O Me of Little Faith

O Me of Little Faith

Is Doubt a Trend?

I want to call your attention to two great blog posts in recent days about doubt. The first comes from Rachel Held Evans, who asks Is doubt a trend?

Personally, I’ve been accused of writing O Me of Little Faith because I’m part of a movement in Christian history where doubt is “cool.” This is one of those accusations that bothers me, because it assumes a couple of things: 1) that somehow I like being a doubter and am drawing on it or fostering it for personal gain; and 2) that my book is merely a capitalization on that trend.


I always want to reply that it’s a good thing I had the foresight 20 years ago to start asking hard questions and gathering material for this book, so I could have it written by the time the trend hit. Cultural prognostication must be my spiritual gift!

I’m cynical and opportunistic, but not THAT cynical and opportunistic.

◆ ◆ ◆ ◆

▶ DIRECTIVE: Duplicate the part of the post on doubt that opens with the words containing "I want to call" and closes with "cynical and opportunistic.".

◆ ◆ ◆ ◆

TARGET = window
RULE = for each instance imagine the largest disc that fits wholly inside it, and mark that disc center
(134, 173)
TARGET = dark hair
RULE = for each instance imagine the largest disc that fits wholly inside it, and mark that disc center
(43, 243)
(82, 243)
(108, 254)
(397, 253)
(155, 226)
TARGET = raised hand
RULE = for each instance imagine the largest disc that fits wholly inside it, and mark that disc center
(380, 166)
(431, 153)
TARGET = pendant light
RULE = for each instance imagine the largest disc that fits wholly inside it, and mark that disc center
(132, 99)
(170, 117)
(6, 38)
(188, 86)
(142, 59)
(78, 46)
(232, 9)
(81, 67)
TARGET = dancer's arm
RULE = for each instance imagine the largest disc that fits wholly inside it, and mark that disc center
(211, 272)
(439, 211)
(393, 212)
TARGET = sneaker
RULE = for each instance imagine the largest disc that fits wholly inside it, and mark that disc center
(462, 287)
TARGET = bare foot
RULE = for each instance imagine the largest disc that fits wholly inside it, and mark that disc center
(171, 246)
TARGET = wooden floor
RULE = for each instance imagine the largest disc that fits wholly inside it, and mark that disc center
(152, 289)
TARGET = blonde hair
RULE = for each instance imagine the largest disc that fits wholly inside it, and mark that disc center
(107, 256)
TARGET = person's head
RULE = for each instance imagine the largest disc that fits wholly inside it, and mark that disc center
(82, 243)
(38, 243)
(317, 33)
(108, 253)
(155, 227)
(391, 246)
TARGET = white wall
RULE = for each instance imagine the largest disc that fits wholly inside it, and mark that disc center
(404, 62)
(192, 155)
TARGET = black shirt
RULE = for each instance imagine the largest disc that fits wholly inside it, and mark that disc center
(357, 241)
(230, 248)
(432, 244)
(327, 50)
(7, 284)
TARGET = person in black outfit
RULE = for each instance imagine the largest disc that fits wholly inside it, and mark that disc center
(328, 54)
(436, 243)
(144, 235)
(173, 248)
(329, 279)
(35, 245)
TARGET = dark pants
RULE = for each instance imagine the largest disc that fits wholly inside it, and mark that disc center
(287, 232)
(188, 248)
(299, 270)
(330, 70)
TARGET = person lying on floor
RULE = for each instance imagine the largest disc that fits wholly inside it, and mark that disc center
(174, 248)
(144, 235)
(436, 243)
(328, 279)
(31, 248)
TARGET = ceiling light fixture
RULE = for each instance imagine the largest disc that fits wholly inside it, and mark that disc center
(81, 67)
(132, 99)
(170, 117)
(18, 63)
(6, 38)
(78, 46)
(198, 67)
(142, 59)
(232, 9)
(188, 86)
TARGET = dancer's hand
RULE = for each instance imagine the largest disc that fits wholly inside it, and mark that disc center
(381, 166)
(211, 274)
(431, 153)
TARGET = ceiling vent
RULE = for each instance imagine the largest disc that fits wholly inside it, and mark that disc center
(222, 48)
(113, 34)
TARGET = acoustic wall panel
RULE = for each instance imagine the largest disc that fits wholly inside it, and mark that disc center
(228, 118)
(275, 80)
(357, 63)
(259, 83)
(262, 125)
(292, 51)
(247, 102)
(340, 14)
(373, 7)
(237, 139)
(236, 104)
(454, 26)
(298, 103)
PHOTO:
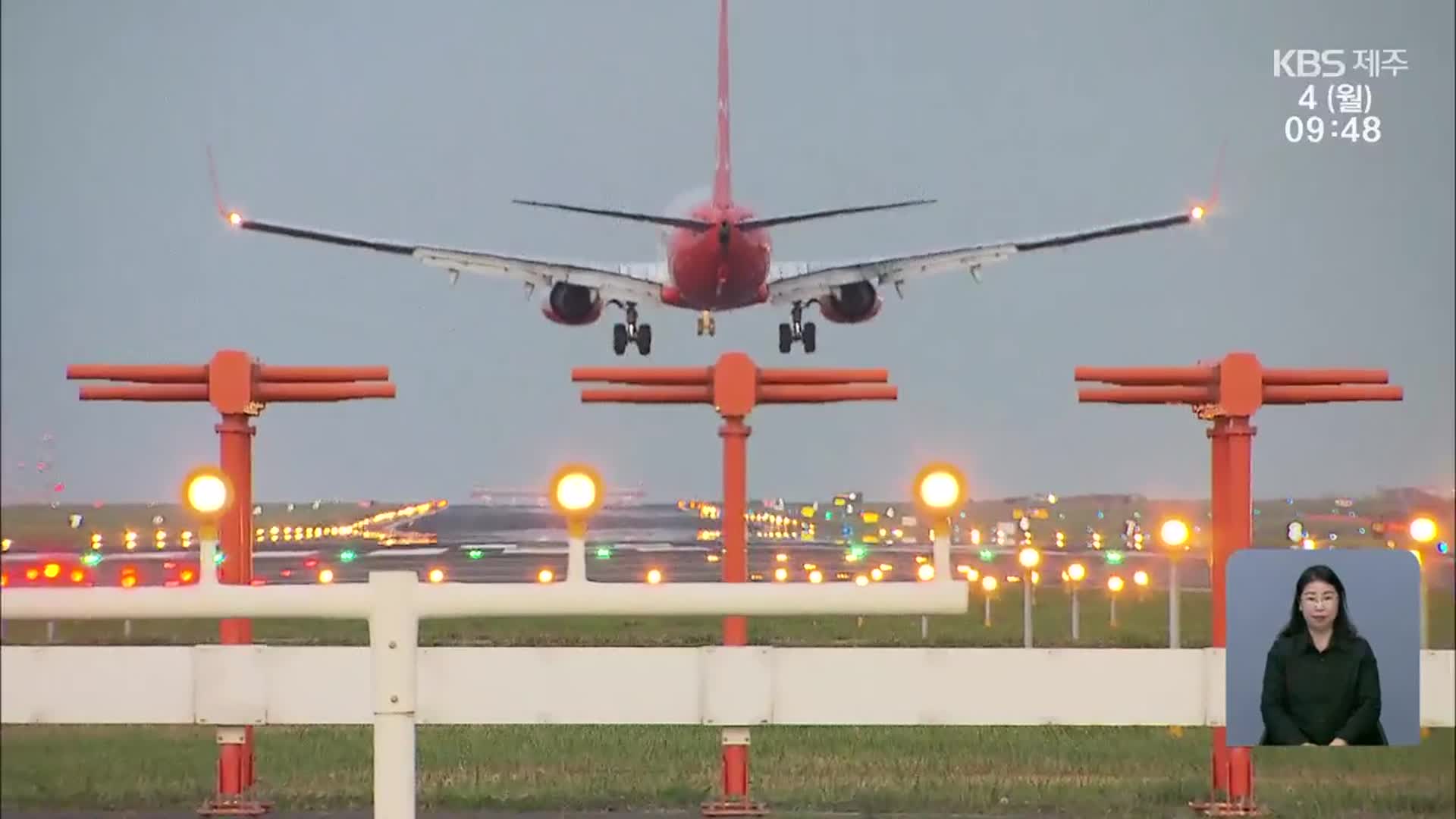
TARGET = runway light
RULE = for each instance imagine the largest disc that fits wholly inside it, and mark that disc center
(207, 491)
(1174, 532)
(940, 487)
(576, 490)
(1423, 529)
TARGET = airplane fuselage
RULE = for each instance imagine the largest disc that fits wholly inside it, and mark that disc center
(723, 268)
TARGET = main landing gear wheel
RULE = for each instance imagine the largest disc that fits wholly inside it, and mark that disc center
(707, 324)
(631, 333)
(797, 330)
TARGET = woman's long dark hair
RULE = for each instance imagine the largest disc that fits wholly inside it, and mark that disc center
(1345, 629)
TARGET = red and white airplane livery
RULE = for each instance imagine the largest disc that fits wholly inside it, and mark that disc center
(718, 259)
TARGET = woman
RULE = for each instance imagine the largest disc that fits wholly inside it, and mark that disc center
(1321, 682)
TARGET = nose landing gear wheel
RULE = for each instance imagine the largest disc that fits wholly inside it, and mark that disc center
(707, 324)
(797, 330)
(625, 334)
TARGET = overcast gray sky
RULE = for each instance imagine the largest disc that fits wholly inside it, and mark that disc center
(421, 121)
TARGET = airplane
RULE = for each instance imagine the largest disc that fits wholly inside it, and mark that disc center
(717, 259)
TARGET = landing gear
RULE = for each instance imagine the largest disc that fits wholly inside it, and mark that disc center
(631, 333)
(707, 324)
(797, 330)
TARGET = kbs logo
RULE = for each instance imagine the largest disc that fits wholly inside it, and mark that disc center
(1310, 63)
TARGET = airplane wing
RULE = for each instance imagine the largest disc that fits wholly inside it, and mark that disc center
(637, 281)
(801, 281)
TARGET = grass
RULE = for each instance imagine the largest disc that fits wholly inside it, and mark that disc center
(871, 770)
(1082, 771)
(1142, 624)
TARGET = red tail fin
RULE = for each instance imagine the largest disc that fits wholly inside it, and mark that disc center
(723, 175)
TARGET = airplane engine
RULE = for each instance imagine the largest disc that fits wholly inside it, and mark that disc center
(852, 303)
(573, 305)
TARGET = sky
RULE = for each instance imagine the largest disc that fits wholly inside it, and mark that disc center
(421, 121)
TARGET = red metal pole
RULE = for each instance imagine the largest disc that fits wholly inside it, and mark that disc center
(1239, 435)
(143, 373)
(146, 392)
(235, 764)
(734, 435)
(814, 394)
(1219, 506)
(1232, 502)
(648, 395)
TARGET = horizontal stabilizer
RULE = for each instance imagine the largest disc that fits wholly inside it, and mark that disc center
(775, 221)
(629, 216)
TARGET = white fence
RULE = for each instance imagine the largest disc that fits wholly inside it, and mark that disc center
(253, 686)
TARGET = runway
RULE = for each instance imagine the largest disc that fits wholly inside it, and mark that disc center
(482, 544)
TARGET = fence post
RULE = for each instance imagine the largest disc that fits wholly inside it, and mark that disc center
(394, 642)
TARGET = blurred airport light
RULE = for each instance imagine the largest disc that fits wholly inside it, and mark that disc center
(577, 494)
(1423, 529)
(940, 488)
(577, 491)
(207, 491)
(1174, 532)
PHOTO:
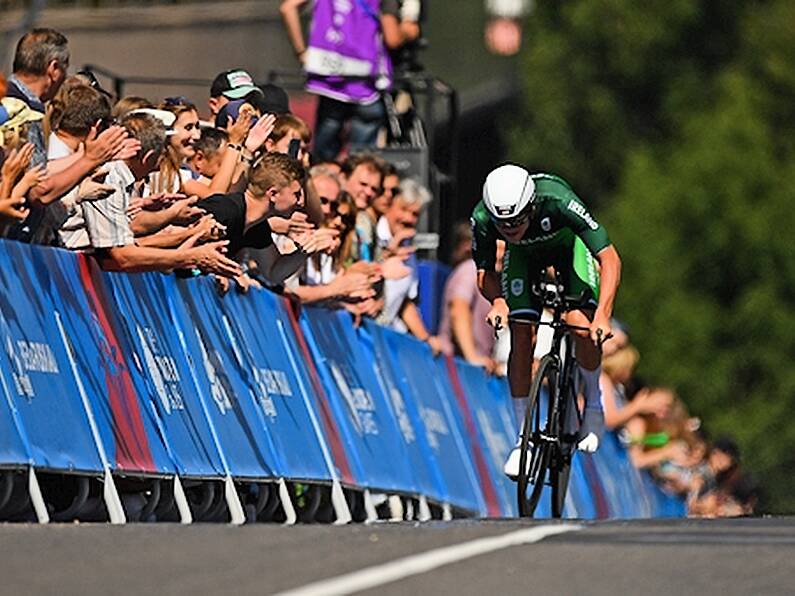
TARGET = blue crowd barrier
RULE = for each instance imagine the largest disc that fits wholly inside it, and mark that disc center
(430, 406)
(371, 434)
(37, 374)
(128, 433)
(432, 277)
(273, 367)
(492, 419)
(146, 374)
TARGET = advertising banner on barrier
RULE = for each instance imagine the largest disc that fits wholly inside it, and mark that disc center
(237, 403)
(427, 475)
(161, 371)
(260, 339)
(364, 417)
(209, 401)
(129, 434)
(37, 376)
(488, 414)
(13, 450)
(432, 408)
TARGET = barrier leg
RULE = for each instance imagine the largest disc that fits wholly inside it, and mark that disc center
(369, 507)
(238, 516)
(185, 516)
(36, 498)
(112, 500)
(424, 513)
(287, 503)
(109, 492)
(396, 510)
(340, 504)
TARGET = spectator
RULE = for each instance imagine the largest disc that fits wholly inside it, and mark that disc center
(661, 437)
(325, 278)
(290, 132)
(389, 186)
(714, 492)
(362, 178)
(74, 111)
(175, 176)
(129, 104)
(40, 64)
(275, 187)
(394, 233)
(106, 231)
(463, 328)
(355, 37)
(209, 153)
(617, 369)
(230, 85)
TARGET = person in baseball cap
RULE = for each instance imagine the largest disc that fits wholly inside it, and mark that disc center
(230, 85)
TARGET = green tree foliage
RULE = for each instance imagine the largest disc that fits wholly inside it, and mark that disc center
(680, 121)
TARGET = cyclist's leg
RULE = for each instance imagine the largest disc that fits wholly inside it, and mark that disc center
(524, 309)
(581, 276)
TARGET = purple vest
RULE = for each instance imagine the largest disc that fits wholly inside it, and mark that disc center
(346, 59)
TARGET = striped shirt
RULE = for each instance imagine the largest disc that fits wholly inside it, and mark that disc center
(106, 221)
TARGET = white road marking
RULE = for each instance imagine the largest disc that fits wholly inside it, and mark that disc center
(378, 575)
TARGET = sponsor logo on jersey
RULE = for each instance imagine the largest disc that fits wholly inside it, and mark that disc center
(580, 210)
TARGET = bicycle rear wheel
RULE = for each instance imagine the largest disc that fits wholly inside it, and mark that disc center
(536, 452)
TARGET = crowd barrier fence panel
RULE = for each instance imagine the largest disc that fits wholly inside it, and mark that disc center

◆ ◆ ◆ ◆

▶ TASK RESULT:
I want to call your attention to two great blog posts in recent days about doubt. The first comes from Rachel Held Evans, who asks Is doubt a trend?

Personally, I’ve been accused of writing O Me of Little Faith because I’m part of a movement in Christian history where doubt is “cool.” This is one of those accusations that bothers me, because it assumes a couple of things: 1) that somehow I like being a doubter and am drawing on it or fostering it for personal gain; and 2) that my book is merely a capitalization on that trend.


I always want to reply that it’s a good thing I had the foresight 20 years ago to start asking hard questions and gathering material for this book, so I could have it written by the time the trend hit. Cultural prognostication must be my spiritual gift!

I’m cynical and opportunistic, but not THAT cynical and opportunistic.